**Required tasks:**
A - Using the legal analysis of electricity distribution under the 1999 Constitution, answer each question, one per line, marked (i), (ii) and (iii).
(i) According to Paragraph 13(a), on what subject may the National Assembly make laws for the Federation or any part thereof?
(ii) Which paragraph grants State Houses of Assembly powers over "generation, transmission and distribution of electricity"?
(iii) Under which Act has NERC issued distribution licences?
B - Extend the legal analysis of electricity distribution under the 1999 Constitution, picking up after its final sentence.

**Document section:**
In order to exhaustively determine the full impact of the NESI Constitutional Amendment on the distribution of electricity, it could be argued when applying the literal interpretation of statutes, that, by virtue of Paragraph 13(a) of Part II of the Second Schedule to the 1999 Constitution (as amended), which provides that the “National Assembly may make laws for the Federation or any part thereof with respect to electricity”; the National Assembly has the power to legislate on the entirety of the electricity value chain, which includes generation, transmission and distribution.

 

Nevertheless, applying the expressio unius est exclusio alterius rule (“Expressio Unius Rule”) of interpretation of statutes, another school of thought could posit that to the extent that the word “distribution” was not expressly listed in Paragraph13(b) of Part II of the Second Schedule to the 1999 Constitution; and premised on the express and specific mention of generation and transmission only, in the said paragraph, the powers of the National Assembly to make laws relating to “distribution” could be challenged. Indeed, the Expressio Unius Rule conceives that the express mention of one thing, excludes the others (not mentioned); and this position is further strengthened by the rule of interpretation which prescribes that the specific provisions of a statute will override the general (“Exclusion Rule”). Consequently, premised on the foregoing, the specific provision of Paragraph 13(b) will be deemed as overriding the general provision in Paragraph 13(a) of Part II of the Second Schedule to the 1999 Constitution.

 

Furthermore, the combined application of the Purposive, (which seeks to decipher the purpose of a legislation), the Exclusion and the Expressio Unius Rules of Interpretation of statutes, gives credence to the assertion that the exclusion of “distribution of electricity” from the ambit of the National Assembly and the restriction of same to the States  aligns with the very intention of the drafters of the 1999 Constitution, which appears to give the States powers to legislate over municipal matters. This position above is decidedly distinctive, when compared with the provisions of Paragraph 14(b) of Part II of the Second Schedule to the 1999 Constitution (as amended), which in relation to State Houses of Assembly, provides the powers to the States to carry out “generation, transmission and distribution of electricity”.

 

Premised on the foregoing, a conclusion that could be reached is that the Houses of Assembly of the State are solely empowered to legislate with respect to the “distribution of electricity” to the exclusion of the National Assembly. Where this position is accepted, it would imply that the current reality in which electricity distribution companies are licensed and regulated by the Nigerian Electricity Regulatory Commission (“NERC”), pursuant to an act of the National Assembly could be challenged, as the National Assembly may lack the powers to legislate on the activity of distribution as a subset of the electricity value chain.

 

Notwithstanding the above, it may be instructive to consider the provisions in Paragraph 13(f) of Part II of the Second Schedule to the 1999 Constitution which provides  that the National Assembly may make laws for the Federation or any part thereof with respect to: “the regulation of the right of any person or authority to use, work or operate any plant, apparatus, equipment or work designed for the supply or use of electrical energy”. Arguably, the language in Paragraph 13(f) of Part II of the Second Schedule to the 1999 Constitution could be adjudged to be broad enough to include the “distribution of electricity” within any interpretation given to “the supply of electricity”, as used therein. Also, a combined reading of the unqualified use of the word  “electricity” in  Paragraph 13(a)  and the language in Paragraph 13(f) of Part II of the Second Schedule to the 1999 Constitution, could be deemed as (a) curing the mischief created by the lacuna “inadvertently” created between Paragraphs 13(a) and 13(b) of Part II of the Second Schedule to the 1999 Constitution (as amended), and (b) providing the basis for legitimizing and indeed, validating the distribution licences issued by NERC under the Electric Power Sector Reform Act, 2005 (“EPSRA”).

**Given records:**
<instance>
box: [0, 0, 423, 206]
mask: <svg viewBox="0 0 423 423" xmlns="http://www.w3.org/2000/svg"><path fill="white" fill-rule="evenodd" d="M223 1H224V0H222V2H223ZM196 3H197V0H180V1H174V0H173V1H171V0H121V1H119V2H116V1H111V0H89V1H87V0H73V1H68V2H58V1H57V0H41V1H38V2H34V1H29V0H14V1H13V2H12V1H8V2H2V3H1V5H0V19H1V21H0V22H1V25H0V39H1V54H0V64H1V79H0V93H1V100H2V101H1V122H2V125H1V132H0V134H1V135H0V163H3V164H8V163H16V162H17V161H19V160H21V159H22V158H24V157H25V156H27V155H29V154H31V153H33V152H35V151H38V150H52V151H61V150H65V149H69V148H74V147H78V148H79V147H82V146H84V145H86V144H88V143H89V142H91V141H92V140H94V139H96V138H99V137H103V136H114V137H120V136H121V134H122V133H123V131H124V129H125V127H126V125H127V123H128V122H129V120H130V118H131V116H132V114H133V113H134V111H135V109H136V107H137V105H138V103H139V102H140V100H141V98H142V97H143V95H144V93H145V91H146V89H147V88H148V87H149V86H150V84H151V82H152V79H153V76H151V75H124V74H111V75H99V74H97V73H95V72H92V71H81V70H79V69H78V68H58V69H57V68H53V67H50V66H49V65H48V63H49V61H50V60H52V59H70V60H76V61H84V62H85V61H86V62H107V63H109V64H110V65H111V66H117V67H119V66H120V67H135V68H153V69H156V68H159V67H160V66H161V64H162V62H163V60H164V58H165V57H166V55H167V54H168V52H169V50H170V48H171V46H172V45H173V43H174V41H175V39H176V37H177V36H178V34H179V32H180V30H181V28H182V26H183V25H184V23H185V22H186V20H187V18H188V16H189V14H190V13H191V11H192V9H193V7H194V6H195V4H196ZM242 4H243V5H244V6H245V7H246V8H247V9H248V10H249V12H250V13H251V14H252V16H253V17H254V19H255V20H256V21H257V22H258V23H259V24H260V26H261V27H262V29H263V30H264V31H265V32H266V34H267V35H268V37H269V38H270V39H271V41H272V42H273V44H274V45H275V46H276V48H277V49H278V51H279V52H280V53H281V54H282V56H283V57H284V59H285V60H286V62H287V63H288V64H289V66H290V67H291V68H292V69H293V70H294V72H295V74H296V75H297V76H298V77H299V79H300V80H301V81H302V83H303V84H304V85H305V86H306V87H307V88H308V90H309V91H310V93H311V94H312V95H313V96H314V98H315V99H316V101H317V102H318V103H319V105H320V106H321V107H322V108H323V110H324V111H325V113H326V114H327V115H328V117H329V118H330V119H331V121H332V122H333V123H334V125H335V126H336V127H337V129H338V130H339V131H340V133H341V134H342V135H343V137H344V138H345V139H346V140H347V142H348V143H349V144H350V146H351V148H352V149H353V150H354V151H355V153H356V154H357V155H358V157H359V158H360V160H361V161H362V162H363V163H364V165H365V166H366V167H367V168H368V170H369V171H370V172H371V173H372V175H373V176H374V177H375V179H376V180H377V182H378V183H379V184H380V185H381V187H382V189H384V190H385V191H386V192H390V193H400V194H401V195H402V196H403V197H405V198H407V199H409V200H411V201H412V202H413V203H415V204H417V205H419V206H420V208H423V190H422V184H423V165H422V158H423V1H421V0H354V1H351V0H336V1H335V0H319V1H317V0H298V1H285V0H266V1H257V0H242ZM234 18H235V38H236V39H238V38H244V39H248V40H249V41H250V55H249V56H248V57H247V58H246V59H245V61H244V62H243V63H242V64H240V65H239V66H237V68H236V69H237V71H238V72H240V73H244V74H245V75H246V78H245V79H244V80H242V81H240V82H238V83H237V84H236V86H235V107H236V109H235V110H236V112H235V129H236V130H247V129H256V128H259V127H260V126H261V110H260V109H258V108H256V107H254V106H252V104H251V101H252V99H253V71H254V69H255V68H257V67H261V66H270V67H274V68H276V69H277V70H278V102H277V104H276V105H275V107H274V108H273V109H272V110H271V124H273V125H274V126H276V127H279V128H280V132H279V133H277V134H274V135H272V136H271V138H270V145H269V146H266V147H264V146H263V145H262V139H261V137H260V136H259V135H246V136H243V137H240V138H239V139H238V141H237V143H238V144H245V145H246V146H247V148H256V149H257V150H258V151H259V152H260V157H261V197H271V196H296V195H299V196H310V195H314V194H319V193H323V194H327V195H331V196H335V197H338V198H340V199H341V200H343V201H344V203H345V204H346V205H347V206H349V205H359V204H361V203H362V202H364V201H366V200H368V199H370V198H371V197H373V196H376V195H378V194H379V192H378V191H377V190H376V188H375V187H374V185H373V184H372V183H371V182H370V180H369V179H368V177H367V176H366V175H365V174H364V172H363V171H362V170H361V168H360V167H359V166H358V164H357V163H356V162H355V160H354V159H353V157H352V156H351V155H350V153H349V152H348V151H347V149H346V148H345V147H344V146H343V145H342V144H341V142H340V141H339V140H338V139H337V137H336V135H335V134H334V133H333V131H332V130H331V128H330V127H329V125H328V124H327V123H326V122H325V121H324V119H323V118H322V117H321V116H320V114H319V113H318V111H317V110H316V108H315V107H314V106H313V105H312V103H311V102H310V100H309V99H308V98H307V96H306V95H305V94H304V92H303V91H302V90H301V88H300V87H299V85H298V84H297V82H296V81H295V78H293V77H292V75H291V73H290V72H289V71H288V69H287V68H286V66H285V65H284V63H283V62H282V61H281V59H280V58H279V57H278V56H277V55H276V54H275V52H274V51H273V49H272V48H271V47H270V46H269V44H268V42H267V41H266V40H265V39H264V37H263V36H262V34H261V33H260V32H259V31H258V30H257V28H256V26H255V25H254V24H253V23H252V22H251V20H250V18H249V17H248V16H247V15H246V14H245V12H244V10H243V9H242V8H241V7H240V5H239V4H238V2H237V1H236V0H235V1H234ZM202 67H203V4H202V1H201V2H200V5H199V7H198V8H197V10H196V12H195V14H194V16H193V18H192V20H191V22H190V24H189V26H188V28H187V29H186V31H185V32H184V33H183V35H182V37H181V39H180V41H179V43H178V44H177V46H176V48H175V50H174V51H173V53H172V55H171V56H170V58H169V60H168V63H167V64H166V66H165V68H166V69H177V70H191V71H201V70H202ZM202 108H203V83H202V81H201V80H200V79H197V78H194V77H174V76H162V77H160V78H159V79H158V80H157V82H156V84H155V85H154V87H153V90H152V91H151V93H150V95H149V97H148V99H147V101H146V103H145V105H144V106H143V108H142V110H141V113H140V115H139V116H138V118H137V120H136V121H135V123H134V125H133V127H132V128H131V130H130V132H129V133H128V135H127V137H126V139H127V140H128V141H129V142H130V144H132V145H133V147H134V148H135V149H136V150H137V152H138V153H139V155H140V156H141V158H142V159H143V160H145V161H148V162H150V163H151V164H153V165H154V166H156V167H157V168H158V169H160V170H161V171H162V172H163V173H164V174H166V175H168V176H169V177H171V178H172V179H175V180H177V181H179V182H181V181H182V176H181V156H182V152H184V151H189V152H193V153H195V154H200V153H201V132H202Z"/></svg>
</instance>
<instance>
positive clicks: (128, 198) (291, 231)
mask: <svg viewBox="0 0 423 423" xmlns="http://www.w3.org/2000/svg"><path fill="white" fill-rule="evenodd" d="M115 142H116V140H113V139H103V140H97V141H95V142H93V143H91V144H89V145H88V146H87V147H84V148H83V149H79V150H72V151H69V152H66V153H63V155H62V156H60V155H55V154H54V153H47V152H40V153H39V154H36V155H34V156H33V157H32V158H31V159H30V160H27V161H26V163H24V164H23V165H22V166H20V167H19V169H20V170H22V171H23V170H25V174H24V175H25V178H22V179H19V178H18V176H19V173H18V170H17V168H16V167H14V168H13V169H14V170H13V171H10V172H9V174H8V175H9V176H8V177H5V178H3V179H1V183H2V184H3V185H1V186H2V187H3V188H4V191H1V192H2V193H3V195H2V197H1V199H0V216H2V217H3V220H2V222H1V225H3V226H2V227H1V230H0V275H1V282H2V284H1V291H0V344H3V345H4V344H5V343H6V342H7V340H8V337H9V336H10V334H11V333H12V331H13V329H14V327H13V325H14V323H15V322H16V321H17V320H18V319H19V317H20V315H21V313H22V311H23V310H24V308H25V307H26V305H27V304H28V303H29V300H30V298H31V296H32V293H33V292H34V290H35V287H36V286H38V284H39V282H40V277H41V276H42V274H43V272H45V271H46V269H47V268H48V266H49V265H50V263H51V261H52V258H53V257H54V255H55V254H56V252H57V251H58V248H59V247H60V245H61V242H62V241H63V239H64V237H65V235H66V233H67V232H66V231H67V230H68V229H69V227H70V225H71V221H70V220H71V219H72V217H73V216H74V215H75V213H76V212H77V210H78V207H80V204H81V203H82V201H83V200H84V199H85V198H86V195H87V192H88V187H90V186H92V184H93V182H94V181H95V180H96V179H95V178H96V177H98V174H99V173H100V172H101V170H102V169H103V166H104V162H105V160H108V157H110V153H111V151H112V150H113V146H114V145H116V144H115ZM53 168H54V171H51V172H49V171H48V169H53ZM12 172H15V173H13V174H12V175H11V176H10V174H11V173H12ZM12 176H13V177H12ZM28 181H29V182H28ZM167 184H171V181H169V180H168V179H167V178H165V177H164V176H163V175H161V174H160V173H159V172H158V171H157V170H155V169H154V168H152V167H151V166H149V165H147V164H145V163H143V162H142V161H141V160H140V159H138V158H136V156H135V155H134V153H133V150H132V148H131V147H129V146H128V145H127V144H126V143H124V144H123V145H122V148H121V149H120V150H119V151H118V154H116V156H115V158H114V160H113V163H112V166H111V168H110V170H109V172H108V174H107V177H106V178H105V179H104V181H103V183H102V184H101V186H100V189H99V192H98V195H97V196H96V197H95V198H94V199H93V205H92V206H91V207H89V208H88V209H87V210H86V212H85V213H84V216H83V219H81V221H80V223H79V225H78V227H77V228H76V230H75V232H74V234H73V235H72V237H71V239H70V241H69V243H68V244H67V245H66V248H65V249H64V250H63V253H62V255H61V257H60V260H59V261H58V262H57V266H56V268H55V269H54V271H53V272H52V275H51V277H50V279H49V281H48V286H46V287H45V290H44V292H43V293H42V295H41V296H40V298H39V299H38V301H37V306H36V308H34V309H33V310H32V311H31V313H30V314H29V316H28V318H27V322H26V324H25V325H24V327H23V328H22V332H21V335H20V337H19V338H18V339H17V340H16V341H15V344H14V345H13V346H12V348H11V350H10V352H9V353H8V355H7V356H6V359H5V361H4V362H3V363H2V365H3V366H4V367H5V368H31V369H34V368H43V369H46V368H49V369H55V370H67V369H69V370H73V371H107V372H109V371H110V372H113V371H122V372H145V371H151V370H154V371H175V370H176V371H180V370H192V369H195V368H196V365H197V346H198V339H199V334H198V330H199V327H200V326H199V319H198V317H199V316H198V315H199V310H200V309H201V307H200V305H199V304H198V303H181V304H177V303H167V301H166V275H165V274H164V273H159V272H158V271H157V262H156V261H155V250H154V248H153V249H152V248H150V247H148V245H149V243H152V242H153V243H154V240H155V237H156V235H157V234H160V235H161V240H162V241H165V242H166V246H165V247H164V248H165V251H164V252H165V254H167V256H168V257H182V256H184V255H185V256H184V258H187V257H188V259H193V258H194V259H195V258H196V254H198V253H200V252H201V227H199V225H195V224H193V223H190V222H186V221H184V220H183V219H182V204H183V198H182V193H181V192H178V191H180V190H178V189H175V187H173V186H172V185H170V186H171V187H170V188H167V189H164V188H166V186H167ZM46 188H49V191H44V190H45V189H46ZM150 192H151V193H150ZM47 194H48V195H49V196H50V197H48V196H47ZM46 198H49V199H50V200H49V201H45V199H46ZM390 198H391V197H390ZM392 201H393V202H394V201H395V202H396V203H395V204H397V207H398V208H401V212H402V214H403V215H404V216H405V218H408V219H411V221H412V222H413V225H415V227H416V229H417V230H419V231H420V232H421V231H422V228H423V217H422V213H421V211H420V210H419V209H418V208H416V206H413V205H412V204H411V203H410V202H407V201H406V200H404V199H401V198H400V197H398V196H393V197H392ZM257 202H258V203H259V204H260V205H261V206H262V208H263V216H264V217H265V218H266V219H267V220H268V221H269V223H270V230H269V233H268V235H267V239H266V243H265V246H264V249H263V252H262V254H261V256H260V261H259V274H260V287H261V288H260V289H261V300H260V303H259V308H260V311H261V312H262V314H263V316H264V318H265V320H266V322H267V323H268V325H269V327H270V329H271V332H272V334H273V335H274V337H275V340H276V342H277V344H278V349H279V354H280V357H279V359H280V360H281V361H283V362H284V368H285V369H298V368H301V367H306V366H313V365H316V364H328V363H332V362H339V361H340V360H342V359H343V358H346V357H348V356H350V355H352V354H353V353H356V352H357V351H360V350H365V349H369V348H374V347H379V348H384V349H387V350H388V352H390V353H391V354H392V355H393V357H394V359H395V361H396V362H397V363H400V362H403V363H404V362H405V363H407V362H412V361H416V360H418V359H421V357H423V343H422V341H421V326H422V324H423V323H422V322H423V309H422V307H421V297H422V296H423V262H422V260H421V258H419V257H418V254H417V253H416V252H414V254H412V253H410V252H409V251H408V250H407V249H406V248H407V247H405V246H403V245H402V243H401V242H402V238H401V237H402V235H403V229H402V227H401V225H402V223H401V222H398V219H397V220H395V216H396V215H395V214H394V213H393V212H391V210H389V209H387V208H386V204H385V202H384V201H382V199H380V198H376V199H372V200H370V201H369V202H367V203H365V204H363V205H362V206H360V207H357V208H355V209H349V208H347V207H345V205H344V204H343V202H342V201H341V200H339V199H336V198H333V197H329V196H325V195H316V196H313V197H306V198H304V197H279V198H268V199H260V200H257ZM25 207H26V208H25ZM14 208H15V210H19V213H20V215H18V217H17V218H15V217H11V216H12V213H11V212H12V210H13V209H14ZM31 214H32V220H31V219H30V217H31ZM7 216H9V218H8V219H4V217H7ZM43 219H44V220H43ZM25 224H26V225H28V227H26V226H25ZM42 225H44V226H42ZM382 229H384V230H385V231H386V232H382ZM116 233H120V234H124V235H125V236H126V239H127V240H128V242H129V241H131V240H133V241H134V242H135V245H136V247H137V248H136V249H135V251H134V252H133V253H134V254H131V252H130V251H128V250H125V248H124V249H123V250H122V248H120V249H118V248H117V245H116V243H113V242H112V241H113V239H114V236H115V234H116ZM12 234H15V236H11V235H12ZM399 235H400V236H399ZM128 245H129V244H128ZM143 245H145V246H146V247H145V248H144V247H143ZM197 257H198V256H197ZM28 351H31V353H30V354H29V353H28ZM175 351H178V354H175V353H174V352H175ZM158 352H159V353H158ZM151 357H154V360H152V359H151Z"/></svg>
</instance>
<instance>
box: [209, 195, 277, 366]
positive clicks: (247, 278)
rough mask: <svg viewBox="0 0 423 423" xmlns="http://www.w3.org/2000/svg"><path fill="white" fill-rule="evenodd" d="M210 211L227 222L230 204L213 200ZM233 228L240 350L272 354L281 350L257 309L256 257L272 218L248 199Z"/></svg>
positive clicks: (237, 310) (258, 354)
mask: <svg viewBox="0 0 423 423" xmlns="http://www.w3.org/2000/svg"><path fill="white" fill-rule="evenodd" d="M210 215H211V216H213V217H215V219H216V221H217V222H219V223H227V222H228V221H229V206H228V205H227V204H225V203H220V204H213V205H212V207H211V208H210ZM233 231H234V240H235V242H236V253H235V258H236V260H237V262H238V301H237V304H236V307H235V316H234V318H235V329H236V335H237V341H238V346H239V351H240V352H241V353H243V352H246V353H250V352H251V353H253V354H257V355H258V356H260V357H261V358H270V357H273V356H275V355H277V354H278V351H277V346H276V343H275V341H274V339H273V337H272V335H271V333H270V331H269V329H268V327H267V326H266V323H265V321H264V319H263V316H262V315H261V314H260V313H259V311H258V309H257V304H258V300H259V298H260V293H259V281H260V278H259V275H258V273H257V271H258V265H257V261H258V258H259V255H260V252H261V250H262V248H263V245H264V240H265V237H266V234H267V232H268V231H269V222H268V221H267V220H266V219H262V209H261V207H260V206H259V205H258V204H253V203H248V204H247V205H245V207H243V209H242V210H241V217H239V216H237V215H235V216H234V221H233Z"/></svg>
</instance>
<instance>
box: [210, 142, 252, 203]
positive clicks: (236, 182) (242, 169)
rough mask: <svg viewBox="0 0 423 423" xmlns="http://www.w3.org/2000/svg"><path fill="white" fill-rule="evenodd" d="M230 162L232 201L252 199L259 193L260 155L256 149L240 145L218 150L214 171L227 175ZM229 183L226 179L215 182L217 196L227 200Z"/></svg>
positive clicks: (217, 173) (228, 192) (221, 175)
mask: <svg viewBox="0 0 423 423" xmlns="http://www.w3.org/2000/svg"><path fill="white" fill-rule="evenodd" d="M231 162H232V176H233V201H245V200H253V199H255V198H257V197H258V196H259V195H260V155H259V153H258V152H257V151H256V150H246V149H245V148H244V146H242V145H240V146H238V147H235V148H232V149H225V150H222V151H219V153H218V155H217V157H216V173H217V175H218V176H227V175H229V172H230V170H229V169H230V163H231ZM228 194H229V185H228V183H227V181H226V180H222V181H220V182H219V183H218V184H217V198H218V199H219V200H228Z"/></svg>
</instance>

**Your responses:**
A -
(i) Electricity.
(ii) Paragraph 14(b) of Part II of the Second Schedule to the 1999 Constitution (as amended).
(iii) The Electric Power Sector Reform Act, 2005 (EPSRA).

B -
 

 

The Positive and Negative Morphing Elements of the NESI Constitutional Amendment

 

Increase In Generation Capacity/Proliferation Of Generation Sources: In the light of the NESI Constitutional Amendment, the States will be incentivized to engage in mega electricity generation projects within their States, including issuing generation licences to persons within the States. It is also expected that there would be a rise in electricity generation from renewable sources depending on the location of the States, which would be useful to diversifying Nigeria’s energy mix.  

 

Rise Of The State-Owned Transmission Infrastructure: An anticipated outcome of this NESI Constitutional Amendment is the definite rise in state-owned or regional grid system to evacuate and supply the power generated within the States. This NESI Constitutional Amendment clearly signals to the States, the need to invest in and develop their own transmission network and remove their States from the epileptic and inadequate national grid. There is no gainsaying that establishing state-owned grids may increase competition in the NESI. In addition, state owned grids would reduce the pressure on the National grid which may enable it to perform more optimally.

 

Increased Competition: The NESI Constitutional Amendment, may actually introduce the much-needed competition in the NESI, as electricity consumers would now have their pick of service providers, which would further entrench competition and break the thinly veiled monopoly of the distribution licensees. Additionally, the possibility of competition will also accrue other advantages such as enabling the distribution companies charge cost-reflective tariffs for their services. In addition, this NESI Constitutional Amendment may be the long-awaited catalyst for moving the NESI to a purely contract based market, governed solely by the forces of demand and supply, which may ultimately be more attractive to investors.

 

Potential For Voidability Of The Distribution Licences Issued By NERC To The Electricity Distribution Companies (“DisCos”):  Depending on the rule of statutory interpretation that is adopted, there is the potential for the States to insist that the National Assembly lacks the powers to legislate on “distribution” of electricity. To this end, the States may request that any legislation of the National Assembly regulating the distribution of electricity be regarded as null and void for being ultra vires the powers of the National Assembly. If this argument succeeds, then all distribution licences hitherto issued by NERC may be deemed as not been validly issued, and this will create clear challenges for investors in the distribution companies, who most likely, made the requisite investments on the strength of the validly issued and subsisting distribution licences. Additionally, the potential invalidity of the distribution licences may have a cascading effect on the industry agreements executed by the distribution companies.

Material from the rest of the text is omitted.